## Exercise requirements
The records are given next. Repeat each one exactly.

──────── Provided records ────────

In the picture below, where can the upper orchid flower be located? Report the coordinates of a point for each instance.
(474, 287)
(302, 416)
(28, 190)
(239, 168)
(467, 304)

────────

## Finished exercise
In the picture below, where can the upper orchid flower be located? Report the coordinates of a point for each instance.
(474, 287)
(302, 416)
(28, 190)
(239, 168)
(467, 304)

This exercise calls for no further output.